### Selected text
## START

Baby Bye Bye Bye-odiversity: Let’s Talk Biodiversity

Flat World Partners
4 min readMay 15, 2019

About | Mission | Blog

Are we N’sync on the environment? People who do not read the Washington Post or the New York Times might have missed the news about the release this week of the latest report from the Intergovernmental Science-Policy Platform on Biodiversity and Ecosystem Services (IPBES). The lack of coverage was noted by Climate Activist Greta Thunberg this week.

It is heartbreaking reading for many reasons and especially for those with young children, but we must not forget that climate is in fact a rival to land degradation and habitat loss as a key cause of biodiversity loss.

The report is clear: climate will be the fastest-growing cause of species loss in the Americas by 2050. While human activities like mining, logging, agriculture and other activities are indeed a dangerous part of the picture, and in certain parts of the world the key culprit, a new set of studies emphasize that solving the climate change problem goes a long way toward protecting biodiversity. Conversely, we should understand that protecting the earth’s natural places like the Amazon Basin or Indonesia’s precious rain forests is imperative to avert runaway climate change.

## END

### Short exercise A
Multiply every point coordinate in the answers of the records by 1.3 and round to whole numbers, with halves going up. Reproduce all of the records' lines, requests included, but leave out the pictures.

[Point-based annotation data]
## START

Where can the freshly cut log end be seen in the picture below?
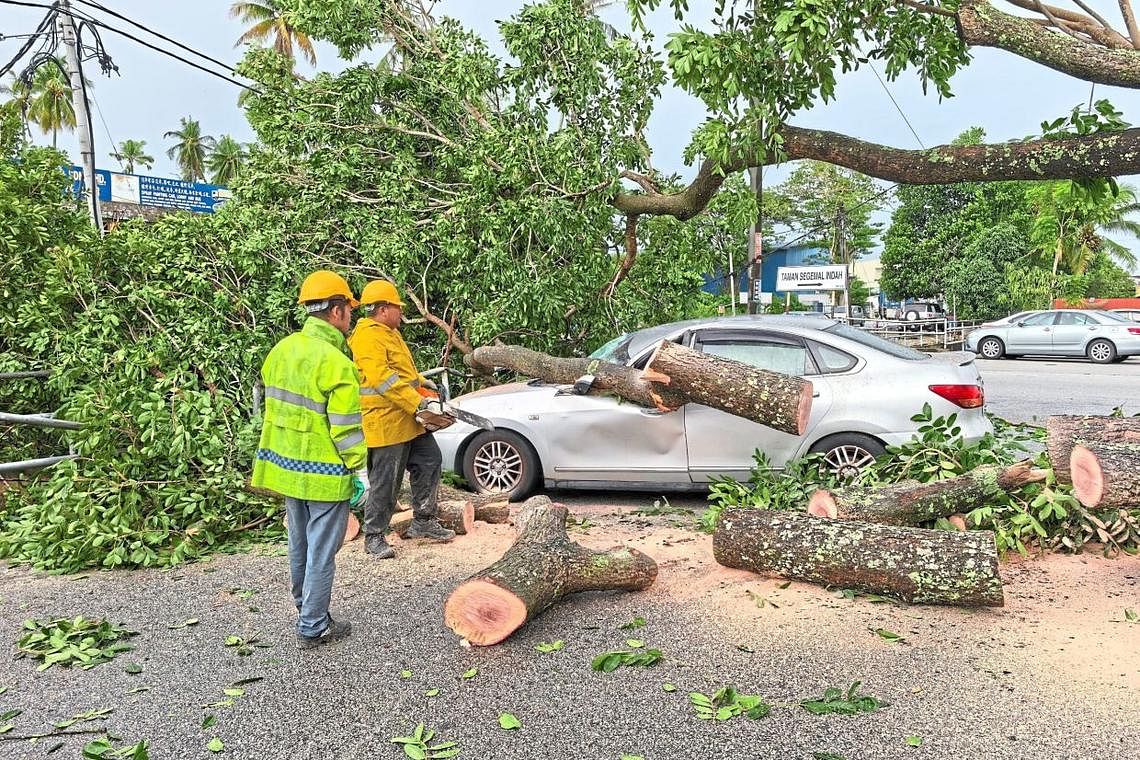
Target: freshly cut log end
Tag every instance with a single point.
(913, 564)
(822, 505)
(485, 612)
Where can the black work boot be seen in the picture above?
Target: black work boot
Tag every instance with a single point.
(429, 529)
(334, 631)
(377, 547)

## END

### Short exercise B
From the biodiversity post, copy the passage between "Are we N’sync" and "Thunberg this week.", inclusive.

### Exercise answer A
Where can the freshly cut log end be seen in the picture below?
Target: freshly cut log end
Tag every instance with a single point.
(1187, 733)
(1069, 657)
(631, 796)
Where can the black work boot be seen in the picture above?
Target: black work boot
Tag every instance with a single point.
(558, 688)
(434, 820)
(490, 711)

### Exercise answer B
Are we N’sync on the environment? People who do not read the Washington Post or the New York Times might have missed the news about the release this week of the latest report from the Intergovernmental Science-Policy Platform on Biodiversity and Ecosystem Services (IPBES). The lack of coverage was noted by Climate Activist Greta Thunberg this week.